Pela grande acerto nesse voto do ministro Marco Aurélio Bellizze, designado para lavrar o Acórdão, e pela incontestável verdade expressa no mesmo, desautorizando, por consequência, a aplicabilidade da Súmula 60 do TJ-SP, transcrevemos parte da ementa do Recurso Especial acima mencionado:
“Recurso especial. Recuperação judicial. Cessão fiduciária sobre direitos sobre coisa móvel e sobre títulos de crédito. Credor titular de posição de proprietário fiduciário sobre direitos creditícios. Não sujeição aos efeitos da recuperação judicial, nos termos do § 3º do art. 49 da lei n. 11.101/2005. Matéria pacífica no âmbito das turmas de direito privado do STJ. Pretensão de submeter aos efeitos da recuperação judicial, como crédito quirografário, os contratos de cessão fiduciária que, à época do pedido de recuperação judicial, não se encontravam registrados no cartório de títulos e documentos do domicílio do devedor, com esteio no § 1º do art. 1.361-a do código civil. Insubsistência. Recurso especial provido.
1. Encontra-se sedimentada no âmbito das Turmas que compõem a Segunda Seção do Superior Tribunal de Justiça a compreensão de que a alienação fiduciária de coisa fungível e a cessão fiduciária de direitos sobre coisas móveis, bem como de títulos de créditos (caso dos autos), justamente por possuírem a natureza jurídica de propriedade fiduciária, não se sujeitam aos efeitos da recuperação judicial, nos termos do § 3º do art. 49 da Lei n. 11.101/2005.

Dados apresentados:
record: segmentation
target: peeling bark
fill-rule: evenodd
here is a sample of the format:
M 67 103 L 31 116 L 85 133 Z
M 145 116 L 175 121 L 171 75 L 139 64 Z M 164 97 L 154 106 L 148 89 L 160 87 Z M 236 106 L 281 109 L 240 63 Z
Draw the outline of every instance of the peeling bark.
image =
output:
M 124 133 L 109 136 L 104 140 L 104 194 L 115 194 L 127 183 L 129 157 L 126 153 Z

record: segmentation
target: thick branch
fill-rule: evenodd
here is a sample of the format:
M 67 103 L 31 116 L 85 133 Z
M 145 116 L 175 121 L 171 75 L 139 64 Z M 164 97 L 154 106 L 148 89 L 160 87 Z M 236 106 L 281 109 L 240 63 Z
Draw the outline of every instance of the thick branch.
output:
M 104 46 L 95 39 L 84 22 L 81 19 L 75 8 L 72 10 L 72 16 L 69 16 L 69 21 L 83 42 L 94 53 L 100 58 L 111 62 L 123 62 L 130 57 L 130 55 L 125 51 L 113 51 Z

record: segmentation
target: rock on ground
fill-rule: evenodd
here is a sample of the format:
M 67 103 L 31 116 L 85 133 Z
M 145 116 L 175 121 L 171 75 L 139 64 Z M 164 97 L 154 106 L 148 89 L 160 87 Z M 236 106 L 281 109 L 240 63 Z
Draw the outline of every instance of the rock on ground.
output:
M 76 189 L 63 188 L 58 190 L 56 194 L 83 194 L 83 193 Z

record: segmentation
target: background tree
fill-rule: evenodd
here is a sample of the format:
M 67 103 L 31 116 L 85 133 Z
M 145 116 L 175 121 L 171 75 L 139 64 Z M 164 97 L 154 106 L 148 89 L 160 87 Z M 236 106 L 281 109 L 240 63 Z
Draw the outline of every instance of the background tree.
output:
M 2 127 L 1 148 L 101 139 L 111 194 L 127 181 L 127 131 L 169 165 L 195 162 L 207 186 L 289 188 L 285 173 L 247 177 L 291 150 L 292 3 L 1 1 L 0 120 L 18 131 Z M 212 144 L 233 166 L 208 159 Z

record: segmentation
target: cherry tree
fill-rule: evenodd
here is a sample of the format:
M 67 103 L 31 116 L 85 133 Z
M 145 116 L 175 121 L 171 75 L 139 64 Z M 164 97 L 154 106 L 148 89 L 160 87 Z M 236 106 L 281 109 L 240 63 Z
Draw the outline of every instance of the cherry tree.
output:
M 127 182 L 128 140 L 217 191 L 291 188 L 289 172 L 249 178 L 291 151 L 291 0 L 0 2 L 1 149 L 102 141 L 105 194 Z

Tarefa:
Responda com base no texto selecionado:
1. Qual ministro foi designado para lavrar o Acórdão?
2. Qual súmula teve sua aplicabilidade desautorizada?
3. Qual foi o desfecho do recurso especial, segundo a ementa?
Os registros são um material independente do texto selecionado.

Resposta:
1. O ministro designado para lavrar o Acórdão foi Marco Aurélio Bellizze.
2. A súmula desautorizada foi a Súmula 60 do TJ-SP.
3. O recurso especial foi provido.